=== Given passage ===
-=-=-
Taiwan wildlife films triumph at Japan festival
2015/08/26
Two films spotlighting the respective plight of raptors and lives of traditional fishermen in Taiwan were winners at the 12th Japan Wildlife Film Festival Aug. 24 in Tokyo.
“Fly, Kite Fly,” by Raptor Research Group of Taiwan, collected a Best Environmental Conservation Award and “A Town Called Success,” by Public Television Service Foundation, earned a Nature and People Award.
Liang Jie-de, director of 2014’s “Fly, Kite Fly,” said it was a genuine pleasure to achieve the JWFF honor. “This is my second time to be awarded at the event following the Asia and Oceania Encouragement Award in 2013 for ‘The Black Eagle: Phantom of the Forest.’”
-=-=-
=== Entries shown ===
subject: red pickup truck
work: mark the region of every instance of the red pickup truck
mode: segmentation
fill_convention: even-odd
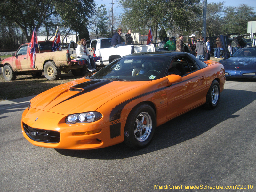
[[[68,73],[71,70],[75,76],[84,75],[86,65],[77,61],[72,62],[68,50],[52,52],[52,41],[38,42],[40,53],[37,50],[35,56],[35,68],[31,64],[29,52],[31,43],[21,45],[12,57],[3,60],[3,74],[6,81],[16,79],[20,75],[31,74],[33,76],[42,75],[49,80],[58,79],[61,71]],[[74,44],[75,47],[75,44]]]

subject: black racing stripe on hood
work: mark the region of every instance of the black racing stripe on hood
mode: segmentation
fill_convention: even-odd
[[[58,103],[55,106],[63,103],[66,101],[67,101],[70,99],[74,98],[76,97],[79,96],[81,95],[83,95],[86,93],[97,89],[98,88],[104,86],[109,83],[111,83],[111,81],[108,79],[94,79],[89,81],[84,82],[82,83],[76,85],[71,88],[80,88],[84,89],[83,91],[78,92],[77,94],[70,97],[62,101],[59,103]]]
[[[131,101],[135,99],[137,99],[138,98],[140,98],[140,97],[144,97],[147,95],[149,95],[155,92],[160,91],[163,89],[165,89],[165,87],[164,87],[162,88],[154,90],[154,91],[143,94],[141,94],[141,95],[131,98],[123,103],[120,103],[113,108],[113,109],[112,109],[112,110],[111,111],[109,116],[109,122],[110,122],[120,119],[121,117],[121,112],[122,111],[123,109],[124,108],[124,107],[125,105]]]

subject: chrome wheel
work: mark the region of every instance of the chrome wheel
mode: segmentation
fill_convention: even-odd
[[[10,78],[11,73],[9,69],[6,69],[5,71],[5,76],[8,78]]]
[[[51,77],[54,74],[54,70],[51,66],[49,66],[47,68],[47,74],[49,76]]]
[[[136,139],[140,142],[146,140],[152,130],[152,119],[147,112],[140,113],[137,117],[134,125],[134,134]]]
[[[219,88],[216,85],[214,85],[212,89],[211,97],[212,98],[212,103],[215,105],[218,101],[219,99]]]

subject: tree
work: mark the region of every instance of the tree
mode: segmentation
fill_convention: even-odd
[[[19,26],[29,42],[34,26],[38,30],[53,15],[60,15],[72,30],[82,30],[95,5],[93,0],[9,0],[0,2],[0,16]]]
[[[101,36],[105,38],[108,33],[108,26],[106,24],[108,19],[106,17],[107,10],[105,5],[101,4],[98,7],[96,15],[99,19],[97,24],[99,33]]]
[[[180,30],[193,26],[198,14],[199,0],[119,0],[124,10],[122,22],[129,28],[151,27],[156,42],[159,26],[179,27]]]
[[[207,4],[206,36],[217,36],[222,33],[224,3],[210,3]],[[201,23],[202,27],[202,22]],[[201,30],[201,28],[200,28]],[[200,30],[200,31],[201,31]]]
[[[224,11],[223,30],[226,34],[247,33],[247,22],[256,20],[256,14],[253,10],[253,7],[244,4],[226,7]]]
[[[167,34],[166,33],[164,28],[162,28],[159,32],[159,38],[160,40],[163,41],[165,37],[167,37]]]

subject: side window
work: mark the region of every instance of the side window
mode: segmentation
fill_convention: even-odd
[[[16,55],[27,55],[27,45],[21,47],[19,49],[18,52],[17,52]]]
[[[86,41],[86,44],[87,45],[87,48],[90,48],[90,44],[91,44],[91,40],[88,40]]]
[[[97,41],[92,41],[91,47],[91,48],[93,48],[96,50],[96,45],[97,44]]]
[[[186,56],[174,58],[173,60],[172,68],[179,71],[182,76],[198,69],[195,63]]]

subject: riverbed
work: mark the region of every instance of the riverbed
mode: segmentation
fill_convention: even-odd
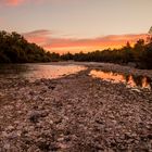
[[[105,63],[38,66],[47,69],[1,73],[0,151],[152,150],[152,71]],[[56,66],[76,71],[61,74]]]

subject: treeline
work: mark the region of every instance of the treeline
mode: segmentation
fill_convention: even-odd
[[[0,31],[0,63],[50,62],[56,61],[56,55],[46,52],[36,43],[29,43],[15,31]]]
[[[93,52],[69,52],[60,56],[62,60],[88,61],[88,62],[110,62],[118,64],[130,64],[139,68],[152,68],[152,39],[149,42],[139,39],[134,47],[129,42],[121,49],[106,49]]]
[[[139,39],[134,47],[129,42],[121,49],[97,50],[79,53],[50,53],[36,43],[29,43],[17,33],[0,31],[0,63],[29,63],[51,61],[110,62],[131,64],[139,68],[152,68],[152,38]]]

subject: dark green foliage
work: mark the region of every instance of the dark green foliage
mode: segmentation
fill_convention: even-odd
-=-=-
=== Task ===
Pick up the news item on the Taiwan wildlife films honored at the Japan Wildlife Film Festival and continue it from the sentence after Liang Jie-de's quote.

=== Answer box ===
“Fly, Kite Fly” records the efforts of Shen Chen-chung of nongovernmental organization RRGT documenting the bird from 1991 to 2013. It illustrates the population decline of the species in Taiwan and at times fraught relationship between human beings and Mother Nature.
Ecological writer Liu Ke-hsiang said the film is like an elegy to Taiwan’s around 200 surviving raptors. “It makes one reflect upon the importance of environmental protection and identifies pesticides used in the agricultural sector as the main culprit for the bird’s demise.”
Equally praiseworthy is 2013’s “A Town Called Success.” Following three 60-something fishermen for two years in Chenggong Township, which literally means success, the film depicts the realities of life in a small Taitung County fishing village.
One of the segments focuses on the crew plying the Pacific Ocean before daybreak in search of marlin equipped only with hunting instincts and 20-kilogram spears. The absence of technology makes the tale a Taiwan version of American author Ernest Hemingway’s classic, “The Old Man and the Sea.”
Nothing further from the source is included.